Given data ::

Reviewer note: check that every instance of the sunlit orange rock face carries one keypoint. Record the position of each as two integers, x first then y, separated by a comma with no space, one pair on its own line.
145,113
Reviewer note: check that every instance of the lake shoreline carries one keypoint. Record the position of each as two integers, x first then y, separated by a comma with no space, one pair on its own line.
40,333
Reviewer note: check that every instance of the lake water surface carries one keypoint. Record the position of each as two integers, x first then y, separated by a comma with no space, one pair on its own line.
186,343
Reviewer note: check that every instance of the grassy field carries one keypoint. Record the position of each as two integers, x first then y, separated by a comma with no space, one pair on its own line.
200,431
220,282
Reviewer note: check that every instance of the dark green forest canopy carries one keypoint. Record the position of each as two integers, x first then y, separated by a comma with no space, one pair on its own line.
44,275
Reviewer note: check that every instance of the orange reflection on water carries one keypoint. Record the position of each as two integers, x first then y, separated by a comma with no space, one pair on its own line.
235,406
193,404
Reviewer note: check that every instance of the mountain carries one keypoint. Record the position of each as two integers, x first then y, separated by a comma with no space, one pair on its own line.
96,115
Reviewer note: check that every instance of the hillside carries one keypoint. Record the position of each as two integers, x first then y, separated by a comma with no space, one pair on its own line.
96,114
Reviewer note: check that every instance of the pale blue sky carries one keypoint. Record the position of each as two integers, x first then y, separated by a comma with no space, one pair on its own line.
--
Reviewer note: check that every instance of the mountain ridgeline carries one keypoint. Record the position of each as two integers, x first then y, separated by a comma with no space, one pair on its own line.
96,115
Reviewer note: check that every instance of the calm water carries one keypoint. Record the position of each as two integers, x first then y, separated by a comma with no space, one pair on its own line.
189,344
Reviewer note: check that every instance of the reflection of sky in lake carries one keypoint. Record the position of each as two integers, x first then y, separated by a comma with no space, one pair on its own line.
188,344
...
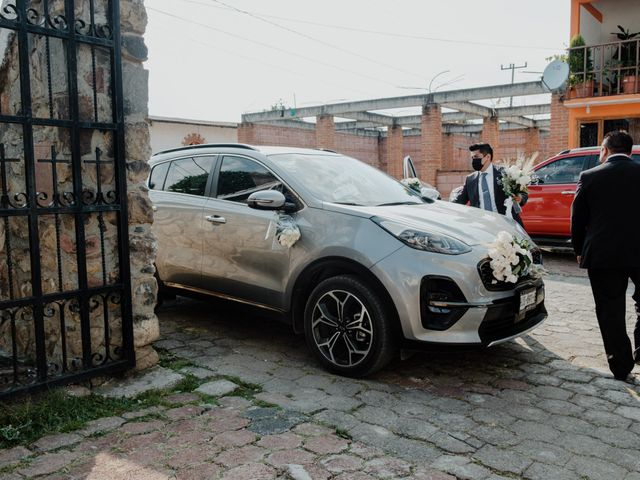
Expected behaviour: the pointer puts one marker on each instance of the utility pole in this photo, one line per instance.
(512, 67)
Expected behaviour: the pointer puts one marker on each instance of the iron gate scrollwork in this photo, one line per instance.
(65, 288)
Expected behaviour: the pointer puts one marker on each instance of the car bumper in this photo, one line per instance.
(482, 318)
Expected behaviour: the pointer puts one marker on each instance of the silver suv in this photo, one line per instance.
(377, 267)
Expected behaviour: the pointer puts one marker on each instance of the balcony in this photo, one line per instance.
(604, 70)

Do this ::
Show each line of the material that contains the word "reflection". Case counts.

Solution to this task ::
Reviewer note: check that every instance of the orange reflection on water carries one keypoint. Record the position of each as two integers, x first then y, separated by a comma with no space, one pair on its own line.
Reviewer note: check that every instance of the reflection of sky in lake carries one keypoint. Record the position of each as two integers, x first then y, separated by a comma with no space, one pair on its own line.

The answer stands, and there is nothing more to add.